[Given task]: Reproduce all the lines below exactly and omit the images.

* * *

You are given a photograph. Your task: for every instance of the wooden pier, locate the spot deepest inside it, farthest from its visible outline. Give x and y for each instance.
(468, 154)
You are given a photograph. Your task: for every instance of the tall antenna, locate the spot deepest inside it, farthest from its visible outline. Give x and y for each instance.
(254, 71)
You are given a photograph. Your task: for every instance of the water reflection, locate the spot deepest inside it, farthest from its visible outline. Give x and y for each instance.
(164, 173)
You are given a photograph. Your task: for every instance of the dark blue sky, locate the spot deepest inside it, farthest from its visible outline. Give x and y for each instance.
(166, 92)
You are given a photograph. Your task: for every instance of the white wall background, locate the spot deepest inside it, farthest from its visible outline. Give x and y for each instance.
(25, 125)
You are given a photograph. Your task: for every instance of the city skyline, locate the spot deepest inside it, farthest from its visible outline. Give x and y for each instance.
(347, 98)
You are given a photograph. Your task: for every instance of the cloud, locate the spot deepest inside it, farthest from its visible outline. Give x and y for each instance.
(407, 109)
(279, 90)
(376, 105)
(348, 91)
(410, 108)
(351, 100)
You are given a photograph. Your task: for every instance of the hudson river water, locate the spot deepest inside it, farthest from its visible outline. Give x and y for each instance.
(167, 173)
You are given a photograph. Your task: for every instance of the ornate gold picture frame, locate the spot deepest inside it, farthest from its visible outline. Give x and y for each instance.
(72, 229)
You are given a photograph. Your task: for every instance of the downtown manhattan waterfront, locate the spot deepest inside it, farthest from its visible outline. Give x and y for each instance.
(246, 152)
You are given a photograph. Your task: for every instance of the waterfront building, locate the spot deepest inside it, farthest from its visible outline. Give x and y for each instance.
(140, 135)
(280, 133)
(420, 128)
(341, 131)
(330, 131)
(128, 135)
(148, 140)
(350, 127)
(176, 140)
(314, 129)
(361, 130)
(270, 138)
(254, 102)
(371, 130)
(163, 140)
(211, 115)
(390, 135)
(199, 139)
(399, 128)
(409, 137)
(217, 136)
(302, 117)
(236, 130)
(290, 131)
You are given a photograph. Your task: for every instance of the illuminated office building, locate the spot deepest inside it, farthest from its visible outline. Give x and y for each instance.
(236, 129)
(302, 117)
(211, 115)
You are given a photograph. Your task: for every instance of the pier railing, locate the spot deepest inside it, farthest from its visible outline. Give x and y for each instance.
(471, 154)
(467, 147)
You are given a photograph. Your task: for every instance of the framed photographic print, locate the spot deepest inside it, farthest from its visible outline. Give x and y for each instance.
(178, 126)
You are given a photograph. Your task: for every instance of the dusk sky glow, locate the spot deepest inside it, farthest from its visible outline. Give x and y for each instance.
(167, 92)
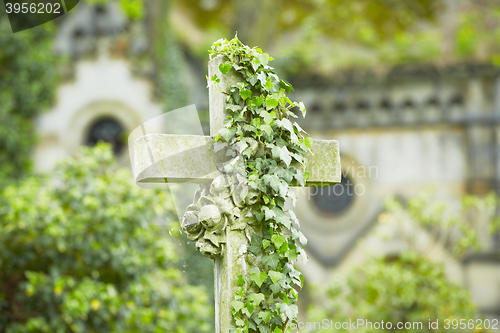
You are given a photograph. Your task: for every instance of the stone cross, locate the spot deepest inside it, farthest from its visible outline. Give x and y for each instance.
(168, 158)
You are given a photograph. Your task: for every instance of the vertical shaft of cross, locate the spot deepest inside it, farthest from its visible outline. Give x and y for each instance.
(231, 262)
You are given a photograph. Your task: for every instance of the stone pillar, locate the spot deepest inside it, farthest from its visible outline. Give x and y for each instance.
(231, 262)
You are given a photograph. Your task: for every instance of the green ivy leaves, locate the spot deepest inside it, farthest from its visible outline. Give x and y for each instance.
(261, 135)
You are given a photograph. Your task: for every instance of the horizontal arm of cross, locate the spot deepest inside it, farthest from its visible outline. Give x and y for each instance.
(169, 158)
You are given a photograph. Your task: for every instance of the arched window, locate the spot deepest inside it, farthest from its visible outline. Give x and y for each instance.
(108, 130)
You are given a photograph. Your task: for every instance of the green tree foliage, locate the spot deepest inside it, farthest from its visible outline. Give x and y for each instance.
(27, 82)
(328, 35)
(462, 229)
(408, 289)
(85, 250)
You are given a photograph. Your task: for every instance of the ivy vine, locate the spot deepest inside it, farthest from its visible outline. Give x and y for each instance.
(259, 119)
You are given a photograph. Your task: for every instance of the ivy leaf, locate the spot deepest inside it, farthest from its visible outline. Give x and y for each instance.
(278, 240)
(287, 86)
(271, 102)
(268, 213)
(299, 176)
(291, 254)
(263, 59)
(290, 311)
(302, 109)
(262, 78)
(237, 306)
(285, 123)
(268, 117)
(225, 67)
(255, 102)
(257, 276)
(271, 260)
(253, 79)
(245, 94)
(233, 107)
(308, 141)
(275, 288)
(240, 281)
(265, 316)
(239, 323)
(256, 299)
(283, 154)
(256, 244)
(303, 254)
(255, 64)
(268, 85)
(266, 129)
(275, 276)
(249, 128)
(273, 181)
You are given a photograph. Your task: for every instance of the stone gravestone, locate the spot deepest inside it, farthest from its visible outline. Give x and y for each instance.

* * *

[Answer to this problem]:
You are given a photograph. Your task: for every instance of the wooden pier, locate the spot deepest inside it, farthest from its visible outline. Give x and y for each instance.
(468, 154)
You are given a photograph. Your task: for every instance of the tall antenna, locate the spot deepest inside it, farthest from its visible outline. Give x and y for each instance.
(254, 71)
You are given a photograph. Your task: for every instance of the water reflection, locate the spot deepest inside it, farthest from its visible outline. Give x and y for each instance.
(164, 173)
You are given a photograph. Your task: for every instance of the dark blue sky, locate the spot deepest inside it, farthest from its visible outline. Give x and y for each instance.
(166, 92)
You are given a photograph. Your task: for every instance of the white wall background, locate the spot deepest inside it, farthest from its visible outline. Give x and y for each instance.
(25, 125)
You are given a photograph. Your task: for every instance of the city skyline, locate the spot deepest inside it, farthest from its visible outline. Give x and y for each instance.
(347, 98)
You are given a photograph. Your task: for every instance of the cloud, locate the spot deepest inside it, farthest from its visible outline. Give x and y for each instance.
(407, 109)
(279, 90)
(376, 105)
(348, 91)
(410, 108)
(351, 100)
You are given a photograph. Your task: for every instance of the hudson river water, locate the spot deepest inside it, farthest from its visible outline. Give x and y for each instance.
(167, 173)
You are given a photograph. Your task: for every instance of the ornate gold picture frame, locate the spot deepest inside it, farthest from its visible outline. Give x and y for each instance.
(72, 229)
You are given a photograph. Your task: for every instance of the downtown manhattan waterfront, locate the spot deepest inside it, farthest from its visible outline. Give x and y for each instance.
(246, 152)
You are given a photograph. Your task: for every instance of the waterfront building, locate the spot deepest inside it, farthest from its visible outline. Give x and y for each instance.
(140, 135)
(280, 133)
(420, 128)
(341, 131)
(330, 131)
(128, 135)
(148, 140)
(350, 127)
(176, 140)
(314, 129)
(361, 130)
(270, 138)
(254, 102)
(371, 130)
(163, 140)
(211, 115)
(390, 135)
(199, 139)
(399, 128)
(409, 137)
(217, 136)
(302, 117)
(236, 130)
(290, 131)
You are given a photograph. Your task: for every instance of the illuminated office building, locate the spot deepest inside it, farthest from its visible outline. Give x and y for each instance.
(236, 129)
(302, 117)
(211, 115)
You are given a photograph. Your task: for every instance of the pier railing, locate the spot deepest inside it, farthest from its visible outline. Give x and y for each instance.
(471, 154)
(467, 147)
You are given a photograph. Your task: for every instance of the framed photographic print, locate the spot deepest inside it, farthest from its visible outline. Give x and y for each instance.
(178, 126)
You are given a photograph. Your task: for every instance of the dusk sky glow, locate the spot deepest inside it, farthest from its visible outline. Give x and y for each instance.
(167, 92)
You are given a photograph. Your task: for every instance of the stone cross, locate the spot deepest inside it, farthest from its visible outline. Give x and y for each instance.
(168, 158)
You are given a photograph. Your task: for every instance of the vertical shaft of cross, locate the spot deepest inside it, farthest from its visible outline. Give x and y for each instance.
(231, 262)
You are given a photograph. Your task: for every instance of the stone pillar, locate the spot deepest inside it, farthest from its visible outline. Give x and y for each instance.
(231, 262)
You are given a photograph. Your task: for every instance of the green ivy leaves, locate the spot deepest inside it, farthest from its visible outline. Give x and y for each instance.
(261, 135)
You are given a photograph. Your task: for every instance of the horizontal arm of cross, locate the spot deepest inside it, farthest from its visible outline. Give x and y for each instance.
(169, 158)
You are given a photograph. Your task: for every instance of the arched window, locate the spot deepest inside it, farthest from its visible outline. Give x and y for each instance.
(108, 130)
You are given a photograph. Your task: for every instance of the green tree foliage, locate the spot deepest inside it, farthest from its visible outline. Give x and y for each instance.
(27, 82)
(328, 35)
(462, 229)
(408, 289)
(85, 250)
You are given a photograph. Your task: for every instance of the ivy vine, locate the spot deepest inside it, farthest from its visible outline. Give x and y for each instance.
(259, 119)
You are given a photograph. Your task: for every instance of the ivy leaf, locate the spot deepest inside it, farthest from its visible outline. Give x and y for each instance.
(278, 240)
(287, 86)
(271, 102)
(268, 213)
(299, 176)
(291, 254)
(263, 59)
(290, 311)
(302, 109)
(262, 78)
(237, 306)
(285, 123)
(268, 117)
(225, 67)
(255, 102)
(257, 276)
(271, 260)
(253, 79)
(245, 94)
(233, 107)
(308, 141)
(275, 288)
(240, 281)
(265, 316)
(239, 323)
(256, 299)
(283, 154)
(256, 244)
(303, 254)
(255, 64)
(268, 85)
(266, 129)
(275, 276)
(249, 128)
(273, 181)
You are given a photograph. Your task: for every instance of the stone gravestone, locate the spot deepest inside it, farthest from its visible outline. Give x and y for each instance.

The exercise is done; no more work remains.